» **EXERCISE OBJECTIVE**
In the listing below, how many lines contain the string "each"? Answer with the number only.

+-------+

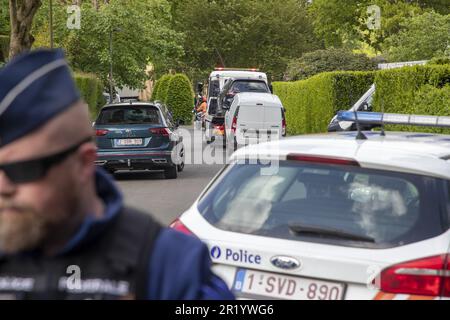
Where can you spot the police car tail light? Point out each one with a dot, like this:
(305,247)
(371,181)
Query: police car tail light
(234,125)
(322,160)
(425,277)
(101,132)
(179,226)
(160,132)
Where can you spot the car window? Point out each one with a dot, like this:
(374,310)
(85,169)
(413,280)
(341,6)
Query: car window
(391,208)
(250,86)
(129,115)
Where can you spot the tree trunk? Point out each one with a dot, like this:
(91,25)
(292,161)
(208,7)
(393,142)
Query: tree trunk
(21,14)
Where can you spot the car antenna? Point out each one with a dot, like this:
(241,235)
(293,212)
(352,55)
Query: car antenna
(360,135)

+-------+

» **RESPONSE AREA**
4